* [Activity 1]
Copy the weekly AI and ML news roundup from "The most interesting" to "than full fine-tuning.", and switch "repository" to "archive".
* [Activity 2]
Continue the weekly AI and ML news roundup from its final sentence onward.

==== Extract provided

WEEKLY AI NEWS: RESEARCH, NEWS, RESOURCES, AND PERSPECTIVES

AI & ML news: Week 20–26 May

Google AI summary issue, Apple's new features, OpenAI changing the new model voice, and much more

Salvatore Raieli
18 min readMay 28, 2024
Photo by Hayden Walker on Unsplash

The most interesting news, repository, articles, and resources of the week

Check and star this repository where the news will be collected and indexed:

You will find the news first in GitHub. Single posts are also collected here:

Weekly AI and ML news - each week the best of the field

44 stories

Research

  • LoRA Learns Less and Forgets Less. LoRA is a well-liked technique for enhancing models to add flair or expertise. The trade-off between forgetting and power while utilizing LoRAs is examined in this research. LoRAs are found to retain more of the initial “out of distribution” performance while learning less than full fine-tuning.

========
==== Raw data

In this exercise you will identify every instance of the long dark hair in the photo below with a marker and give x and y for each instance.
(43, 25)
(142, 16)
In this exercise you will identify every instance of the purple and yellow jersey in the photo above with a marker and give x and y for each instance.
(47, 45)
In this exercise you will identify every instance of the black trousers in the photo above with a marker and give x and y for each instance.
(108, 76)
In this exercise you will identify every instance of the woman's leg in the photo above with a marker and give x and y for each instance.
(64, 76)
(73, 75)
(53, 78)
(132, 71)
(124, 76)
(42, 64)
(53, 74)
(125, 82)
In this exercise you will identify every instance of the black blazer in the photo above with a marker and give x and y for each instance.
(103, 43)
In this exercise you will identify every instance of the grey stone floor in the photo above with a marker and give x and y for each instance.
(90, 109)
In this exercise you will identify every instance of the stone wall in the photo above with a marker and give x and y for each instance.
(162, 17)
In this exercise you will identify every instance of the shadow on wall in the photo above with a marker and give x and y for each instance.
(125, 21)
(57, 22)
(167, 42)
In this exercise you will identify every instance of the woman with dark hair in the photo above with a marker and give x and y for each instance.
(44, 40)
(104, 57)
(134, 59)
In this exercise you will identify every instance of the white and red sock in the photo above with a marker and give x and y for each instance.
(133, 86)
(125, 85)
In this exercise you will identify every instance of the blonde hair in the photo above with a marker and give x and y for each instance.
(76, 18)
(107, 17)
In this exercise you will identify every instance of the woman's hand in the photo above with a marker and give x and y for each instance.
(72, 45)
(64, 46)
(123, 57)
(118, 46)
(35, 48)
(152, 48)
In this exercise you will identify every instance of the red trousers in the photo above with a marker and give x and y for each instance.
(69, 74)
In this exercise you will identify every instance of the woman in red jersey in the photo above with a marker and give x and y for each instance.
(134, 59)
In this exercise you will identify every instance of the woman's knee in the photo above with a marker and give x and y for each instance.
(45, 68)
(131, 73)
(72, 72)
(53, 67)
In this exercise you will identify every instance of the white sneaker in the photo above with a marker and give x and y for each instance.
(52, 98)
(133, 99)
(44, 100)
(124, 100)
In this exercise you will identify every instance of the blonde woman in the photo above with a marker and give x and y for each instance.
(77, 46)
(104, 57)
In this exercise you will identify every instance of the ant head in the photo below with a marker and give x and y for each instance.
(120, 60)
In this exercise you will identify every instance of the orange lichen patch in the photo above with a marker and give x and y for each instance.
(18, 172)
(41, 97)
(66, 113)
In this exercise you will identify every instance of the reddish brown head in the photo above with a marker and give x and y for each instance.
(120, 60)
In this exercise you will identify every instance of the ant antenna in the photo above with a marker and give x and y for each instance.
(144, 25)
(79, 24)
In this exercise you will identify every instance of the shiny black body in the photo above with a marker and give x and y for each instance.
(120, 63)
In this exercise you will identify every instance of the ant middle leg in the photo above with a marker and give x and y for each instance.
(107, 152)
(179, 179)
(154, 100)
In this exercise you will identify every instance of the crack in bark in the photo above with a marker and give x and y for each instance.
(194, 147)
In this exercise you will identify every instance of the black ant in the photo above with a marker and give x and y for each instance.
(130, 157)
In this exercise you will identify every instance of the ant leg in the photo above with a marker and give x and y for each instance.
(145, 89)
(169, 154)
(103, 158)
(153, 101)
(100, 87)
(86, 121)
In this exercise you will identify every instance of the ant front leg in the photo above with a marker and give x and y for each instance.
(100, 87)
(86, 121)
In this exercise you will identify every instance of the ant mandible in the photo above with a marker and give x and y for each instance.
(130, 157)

========

* [Reply 1]
The most interesting news, archive, articles, and resources of the week

Check and star this archive where the news will be collected and indexed:

You will find the news first in GitHub. Single posts are also collected here:

Weekly AI and ML news - each week the best of the field

44 stories

Research

  • LoRA Learns Less and Forgets Less. LoRA is a well-liked technique for enhancing models to add flair or expertise. The trade-off between forgetting and power while utilizing LoRAs is examined in this research. LoRAs are found to retain more of the initial “out of distribution” performance while learning less than full fine-tuning.

* [Reply 2]
  • Chameleon: Mixed-Modal Early-Fusion Foundation Models. Like GPT-4o, Meta has unveiled Chameleon, a natively multi-modal model that works with both text and graphics at the same time. It performs better than a lot of other models. Since then, the Meta team’s work on internal models has greatly advanced.
https://arxiv.org/pdf/2405.09673
  • Mapping the Mind of a Large Language Model. Today we report a significant advance in understanding the inner workings of AI models. We have identified how millions of concepts are represented inside Claude Sonnet, one of our deployed large language models. This is the first-ever detailed look inside a modern, production-grade large language model. This interpretability discovery could, in future, help us make AI models safer.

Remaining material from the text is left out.